# [Instructions for the task]
Look through the records and copy out every line that has the word "vegetation" in it.

# [Data excerpts]

----

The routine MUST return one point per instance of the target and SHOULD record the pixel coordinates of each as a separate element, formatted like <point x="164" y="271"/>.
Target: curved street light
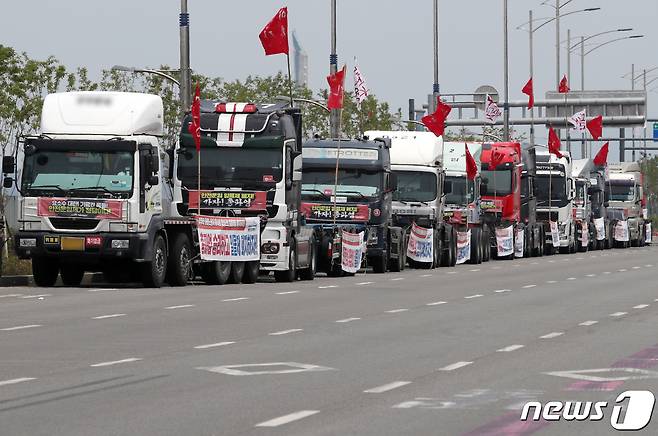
<point x="145" y="71"/>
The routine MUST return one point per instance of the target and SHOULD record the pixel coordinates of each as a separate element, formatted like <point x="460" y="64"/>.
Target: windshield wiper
<point x="316" y="190"/>
<point x="353" y="192"/>
<point x="97" y="188"/>
<point x="59" y="188"/>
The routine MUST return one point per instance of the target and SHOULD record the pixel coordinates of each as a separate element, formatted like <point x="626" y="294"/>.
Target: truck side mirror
<point x="8" y="165"/>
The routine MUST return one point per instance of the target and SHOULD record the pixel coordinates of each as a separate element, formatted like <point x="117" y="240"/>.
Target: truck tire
<point x="476" y="246"/>
<point x="379" y="264"/>
<point x="154" y="271"/>
<point x="179" y="264"/>
<point x="237" y="272"/>
<point x="291" y="274"/>
<point x="44" y="271"/>
<point x="309" y="273"/>
<point x="71" y="275"/>
<point x="251" y="270"/>
<point x="216" y="273"/>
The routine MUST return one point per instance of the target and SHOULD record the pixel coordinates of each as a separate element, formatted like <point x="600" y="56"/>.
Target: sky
<point x="391" y="38"/>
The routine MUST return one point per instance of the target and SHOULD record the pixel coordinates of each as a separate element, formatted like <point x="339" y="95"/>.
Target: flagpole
<point x="292" y="103"/>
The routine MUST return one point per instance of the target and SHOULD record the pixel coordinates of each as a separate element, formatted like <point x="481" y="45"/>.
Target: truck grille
<point x="74" y="223"/>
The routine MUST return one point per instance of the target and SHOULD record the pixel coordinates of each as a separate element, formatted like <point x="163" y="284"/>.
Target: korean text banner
<point x="421" y="244"/>
<point x="79" y="208"/>
<point x="352" y="251"/>
<point x="229" y="239"/>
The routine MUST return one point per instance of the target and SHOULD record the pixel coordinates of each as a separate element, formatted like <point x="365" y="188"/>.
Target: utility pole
<point x="186" y="80"/>
<point x="506" y="73"/>
<point x="532" y="110"/>
<point x="334" y="116"/>
<point x="435" y="88"/>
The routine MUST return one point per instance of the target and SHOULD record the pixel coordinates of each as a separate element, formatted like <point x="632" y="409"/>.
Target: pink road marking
<point x="508" y="425"/>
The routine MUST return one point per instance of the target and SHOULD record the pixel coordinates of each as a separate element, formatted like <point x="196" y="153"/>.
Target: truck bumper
<point x="79" y="248"/>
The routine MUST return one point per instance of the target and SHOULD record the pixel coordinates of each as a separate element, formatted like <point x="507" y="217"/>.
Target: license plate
<point x="73" y="244"/>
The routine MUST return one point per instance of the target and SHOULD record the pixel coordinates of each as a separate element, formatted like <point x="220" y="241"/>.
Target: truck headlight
<point x="120" y="244"/>
<point x="28" y="242"/>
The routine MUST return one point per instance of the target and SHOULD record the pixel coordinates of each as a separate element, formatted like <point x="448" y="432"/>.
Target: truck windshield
<point x="622" y="192"/>
<point x="351" y="182"/>
<point x="558" y="190"/>
<point x="496" y="182"/>
<point x="458" y="190"/>
<point x="89" y="174"/>
<point x="228" y="166"/>
<point x="416" y="186"/>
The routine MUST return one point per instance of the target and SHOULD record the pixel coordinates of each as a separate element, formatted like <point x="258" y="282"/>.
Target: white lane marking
<point x="454" y="366"/>
<point x="510" y="348"/>
<point x="588" y="323"/>
<point x="115" y="362"/>
<point x="285" y="332"/>
<point x="386" y="387"/>
<point x="181" y="306"/>
<point x="36" y="296"/>
<point x="218" y="344"/>
<point x="20" y="327"/>
<point x="551" y="335"/>
<point x="348" y="319"/>
<point x="285" y="419"/>
<point x="15" y="380"/>
<point x="114" y="315"/>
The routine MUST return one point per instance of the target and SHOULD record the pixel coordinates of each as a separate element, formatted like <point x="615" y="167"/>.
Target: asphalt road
<point x="444" y="352"/>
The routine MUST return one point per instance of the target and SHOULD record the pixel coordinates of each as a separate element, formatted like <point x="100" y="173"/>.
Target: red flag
<point x="564" y="85"/>
<point x="595" y="126"/>
<point x="336" y="89"/>
<point x="195" y="126"/>
<point x="274" y="35"/>
<point x="527" y="89"/>
<point x="436" y="121"/>
<point x="471" y="166"/>
<point x="554" y="143"/>
<point x="601" y="158"/>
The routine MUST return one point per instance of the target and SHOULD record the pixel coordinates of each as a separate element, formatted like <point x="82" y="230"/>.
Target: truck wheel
<point x="71" y="275"/>
<point x="215" y="273"/>
<point x="154" y="271"/>
<point x="379" y="264"/>
<point x="291" y="274"/>
<point x="179" y="264"/>
<point x="44" y="271"/>
<point x="476" y="246"/>
<point x="237" y="272"/>
<point x="309" y="273"/>
<point x="251" y="271"/>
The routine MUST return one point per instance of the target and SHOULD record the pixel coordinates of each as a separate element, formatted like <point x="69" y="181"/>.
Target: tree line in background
<point x="24" y="82"/>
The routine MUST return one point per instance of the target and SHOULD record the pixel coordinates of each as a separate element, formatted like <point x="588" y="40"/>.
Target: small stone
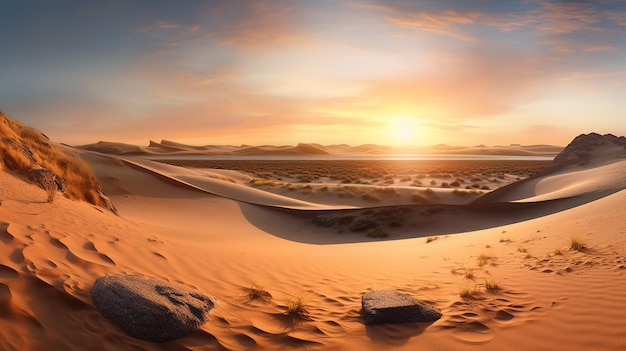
<point x="391" y="306"/>
<point x="149" y="309"/>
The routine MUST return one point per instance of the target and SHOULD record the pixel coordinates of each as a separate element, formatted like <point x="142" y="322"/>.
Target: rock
<point x="391" y="306"/>
<point x="582" y="146"/>
<point x="150" y="309"/>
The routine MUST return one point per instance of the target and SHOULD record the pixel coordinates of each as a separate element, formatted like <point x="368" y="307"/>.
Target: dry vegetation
<point x="458" y="174"/>
<point x="24" y="148"/>
<point x="297" y="307"/>
<point x="576" y="243"/>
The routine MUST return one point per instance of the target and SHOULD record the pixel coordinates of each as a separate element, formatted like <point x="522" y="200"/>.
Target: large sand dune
<point x="191" y="227"/>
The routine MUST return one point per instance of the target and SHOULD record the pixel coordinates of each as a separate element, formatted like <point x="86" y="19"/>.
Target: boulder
<point x="149" y="309"/>
<point x="391" y="306"/>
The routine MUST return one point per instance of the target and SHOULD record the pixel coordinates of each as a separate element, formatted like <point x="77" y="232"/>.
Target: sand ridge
<point x="172" y="229"/>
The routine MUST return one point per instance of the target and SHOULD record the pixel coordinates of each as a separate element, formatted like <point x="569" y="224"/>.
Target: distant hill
<point x="166" y="147"/>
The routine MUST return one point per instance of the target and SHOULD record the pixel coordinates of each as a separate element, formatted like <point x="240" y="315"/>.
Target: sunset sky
<point x="283" y="72"/>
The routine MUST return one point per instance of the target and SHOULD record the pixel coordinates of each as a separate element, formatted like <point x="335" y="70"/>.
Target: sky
<point x="317" y="71"/>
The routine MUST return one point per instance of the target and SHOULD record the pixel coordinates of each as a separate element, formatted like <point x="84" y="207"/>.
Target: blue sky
<point x="283" y="72"/>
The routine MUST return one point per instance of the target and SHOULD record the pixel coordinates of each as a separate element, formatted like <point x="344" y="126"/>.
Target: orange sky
<point x="283" y="72"/>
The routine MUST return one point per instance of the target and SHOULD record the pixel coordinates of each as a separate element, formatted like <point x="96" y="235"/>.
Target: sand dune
<point x="166" y="147"/>
<point x="200" y="229"/>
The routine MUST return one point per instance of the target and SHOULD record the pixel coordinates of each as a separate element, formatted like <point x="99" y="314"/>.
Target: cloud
<point x="446" y="23"/>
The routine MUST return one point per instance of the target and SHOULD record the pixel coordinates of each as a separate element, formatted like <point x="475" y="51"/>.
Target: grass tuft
<point x="470" y="291"/>
<point x="297" y="307"/>
<point x="431" y="239"/>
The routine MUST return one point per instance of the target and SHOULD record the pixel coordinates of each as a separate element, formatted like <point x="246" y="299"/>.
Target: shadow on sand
<point x="453" y="220"/>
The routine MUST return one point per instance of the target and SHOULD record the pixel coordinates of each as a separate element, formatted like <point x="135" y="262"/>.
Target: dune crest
<point x="498" y="275"/>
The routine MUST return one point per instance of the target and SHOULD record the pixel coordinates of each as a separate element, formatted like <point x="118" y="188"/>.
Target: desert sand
<point x="500" y="267"/>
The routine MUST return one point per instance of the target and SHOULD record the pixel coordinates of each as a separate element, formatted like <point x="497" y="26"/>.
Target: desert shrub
<point x="370" y="196"/>
<point x="297" y="307"/>
<point x="491" y="285"/>
<point x="256" y="291"/>
<point x="469" y="291"/>
<point x="484" y="259"/>
<point x="377" y="232"/>
<point x="80" y="182"/>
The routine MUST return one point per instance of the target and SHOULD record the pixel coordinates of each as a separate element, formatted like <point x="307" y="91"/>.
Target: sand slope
<point x="171" y="226"/>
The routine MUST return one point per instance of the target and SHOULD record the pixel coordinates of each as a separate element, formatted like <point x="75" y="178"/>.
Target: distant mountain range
<point x="166" y="147"/>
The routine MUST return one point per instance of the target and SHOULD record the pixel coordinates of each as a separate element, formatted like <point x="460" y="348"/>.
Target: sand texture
<point x="289" y="273"/>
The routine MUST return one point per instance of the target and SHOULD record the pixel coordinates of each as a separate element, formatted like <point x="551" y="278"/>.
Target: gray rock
<point x="391" y="306"/>
<point x="150" y="309"/>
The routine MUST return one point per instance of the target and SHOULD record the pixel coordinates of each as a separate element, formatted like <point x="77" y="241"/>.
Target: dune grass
<point x="470" y="291"/>
<point x="297" y="307"/>
<point x="256" y="291"/>
<point x="484" y="259"/>
<point x="491" y="285"/>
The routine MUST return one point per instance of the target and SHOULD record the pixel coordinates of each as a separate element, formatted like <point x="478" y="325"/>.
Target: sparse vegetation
<point x="420" y="198"/>
<point x="430" y="239"/>
<point x="22" y="148"/>
<point x="470" y="291"/>
<point x="491" y="284"/>
<point x="576" y="243"/>
<point x="256" y="291"/>
<point x="297" y="307"/>
<point x="484" y="259"/>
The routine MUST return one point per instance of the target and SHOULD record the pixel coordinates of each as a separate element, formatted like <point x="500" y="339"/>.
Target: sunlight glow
<point x="403" y="131"/>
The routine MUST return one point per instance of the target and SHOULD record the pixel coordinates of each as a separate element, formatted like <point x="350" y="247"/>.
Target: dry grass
<point x="80" y="182"/>
<point x="256" y="291"/>
<point x="430" y="239"/>
<point x="576" y="243"/>
<point x="420" y="198"/>
<point x="484" y="259"/>
<point x="470" y="291"/>
<point x="297" y="307"/>
<point x="491" y="285"/>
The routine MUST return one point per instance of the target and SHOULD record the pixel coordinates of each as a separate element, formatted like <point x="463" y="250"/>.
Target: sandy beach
<point x="501" y="269"/>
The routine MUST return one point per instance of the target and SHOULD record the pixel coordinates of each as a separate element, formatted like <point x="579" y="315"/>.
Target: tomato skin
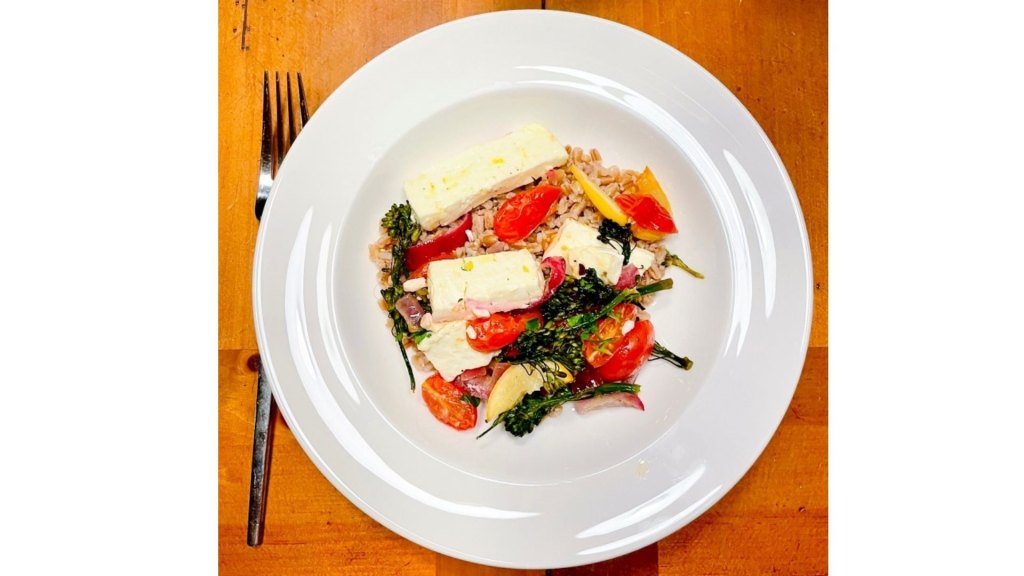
<point x="600" y="345"/>
<point x="646" y="212"/>
<point x="632" y="353"/>
<point x="520" y="214"/>
<point x="444" y="402"/>
<point x="499" y="329"/>
<point x="553" y="269"/>
<point x="419" y="255"/>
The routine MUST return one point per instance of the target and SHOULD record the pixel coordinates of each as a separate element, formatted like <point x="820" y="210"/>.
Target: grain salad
<point x="517" y="274"/>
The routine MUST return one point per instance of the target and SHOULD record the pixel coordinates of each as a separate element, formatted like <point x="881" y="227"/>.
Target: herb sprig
<point x="610" y="233"/>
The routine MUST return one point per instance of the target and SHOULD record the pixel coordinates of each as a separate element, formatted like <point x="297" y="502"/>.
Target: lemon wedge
<point x="516" y="382"/>
<point x="602" y="201"/>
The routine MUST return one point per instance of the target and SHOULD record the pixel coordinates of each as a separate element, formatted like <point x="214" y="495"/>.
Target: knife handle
<point x="262" y="440"/>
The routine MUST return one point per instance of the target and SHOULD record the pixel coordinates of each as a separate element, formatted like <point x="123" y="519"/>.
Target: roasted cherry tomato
<point x="499" y="329"/>
<point x="599" y="346"/>
<point x="631" y="354"/>
<point x="553" y="269"/>
<point x="524" y="211"/>
<point x="647" y="183"/>
<point x="419" y="255"/>
<point x="444" y="402"/>
<point x="646" y="212"/>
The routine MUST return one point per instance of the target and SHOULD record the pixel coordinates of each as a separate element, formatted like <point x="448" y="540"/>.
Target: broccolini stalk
<point x="662" y="353"/>
<point x="403" y="233"/>
<point x="628" y="295"/>
<point x="523" y="417"/>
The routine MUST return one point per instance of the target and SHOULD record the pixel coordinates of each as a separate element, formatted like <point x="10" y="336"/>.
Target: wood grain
<point x="774" y="521"/>
<point x="772" y="54"/>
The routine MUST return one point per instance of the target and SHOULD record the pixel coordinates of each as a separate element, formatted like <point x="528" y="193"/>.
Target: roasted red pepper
<point x="419" y="254"/>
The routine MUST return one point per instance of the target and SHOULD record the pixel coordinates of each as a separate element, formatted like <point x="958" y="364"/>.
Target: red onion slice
<point x="411" y="310"/>
<point x="628" y="278"/>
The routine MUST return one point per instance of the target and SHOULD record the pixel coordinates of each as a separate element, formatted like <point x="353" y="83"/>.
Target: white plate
<point x="580" y="489"/>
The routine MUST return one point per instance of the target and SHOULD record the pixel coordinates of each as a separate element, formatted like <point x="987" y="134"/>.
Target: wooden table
<point x="773" y="56"/>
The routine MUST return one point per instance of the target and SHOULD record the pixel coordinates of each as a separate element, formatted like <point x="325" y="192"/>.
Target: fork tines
<point x="273" y="144"/>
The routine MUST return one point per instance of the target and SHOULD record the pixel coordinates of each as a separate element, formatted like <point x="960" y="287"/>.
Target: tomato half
<point x="524" y="211"/>
<point x="633" y="351"/>
<point x="599" y="346"/>
<point x="646" y="212"/>
<point x="499" y="329"/>
<point x="444" y="402"/>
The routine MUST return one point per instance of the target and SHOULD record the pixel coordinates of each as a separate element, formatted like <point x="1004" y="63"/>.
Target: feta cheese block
<point x="446" y="191"/>
<point x="578" y="243"/>
<point x="641" y="258"/>
<point x="448" y="348"/>
<point x="477" y="286"/>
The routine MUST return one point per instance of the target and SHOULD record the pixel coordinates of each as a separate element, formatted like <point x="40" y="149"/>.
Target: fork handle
<point x="262" y="440"/>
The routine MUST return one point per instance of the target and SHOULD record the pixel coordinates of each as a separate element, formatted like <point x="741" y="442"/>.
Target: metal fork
<point x="271" y="153"/>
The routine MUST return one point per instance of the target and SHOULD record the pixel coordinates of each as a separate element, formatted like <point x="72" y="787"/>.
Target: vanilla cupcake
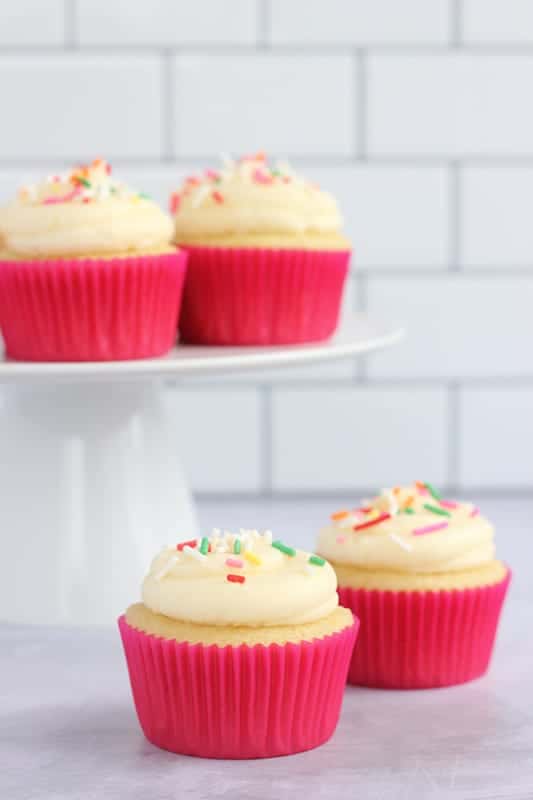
<point x="239" y="648"/>
<point x="421" y="574"/>
<point x="88" y="271"/>
<point x="267" y="258"/>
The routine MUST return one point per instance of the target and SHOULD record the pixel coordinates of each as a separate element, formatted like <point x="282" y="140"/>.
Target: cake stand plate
<point x="90" y="473"/>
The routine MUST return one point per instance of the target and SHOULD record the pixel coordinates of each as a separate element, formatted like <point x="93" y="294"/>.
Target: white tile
<point x="78" y="106"/>
<point x="496" y="441"/>
<point x="162" y="22"/>
<point x="394" y="215"/>
<point x="497" y="225"/>
<point x="498" y="21"/>
<point x="219" y="436"/>
<point x="450" y="104"/>
<point x="358" y="438"/>
<point x="359" y="21"/>
<point x="31" y="22"/>
<point x="457" y="326"/>
<point x="280" y="103"/>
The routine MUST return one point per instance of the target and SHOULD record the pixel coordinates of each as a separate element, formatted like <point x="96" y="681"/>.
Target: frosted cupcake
<point x="421" y="574"/>
<point x="267" y="259"/>
<point x="87" y="271"/>
<point x="239" y="648"/>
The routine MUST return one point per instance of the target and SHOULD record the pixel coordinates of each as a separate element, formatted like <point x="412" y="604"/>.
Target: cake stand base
<point x="92" y="487"/>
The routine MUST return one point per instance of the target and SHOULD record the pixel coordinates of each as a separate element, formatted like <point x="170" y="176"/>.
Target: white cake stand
<point x="90" y="476"/>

----

# [Output]
Target: dry vegetation
Target: sparse vegetation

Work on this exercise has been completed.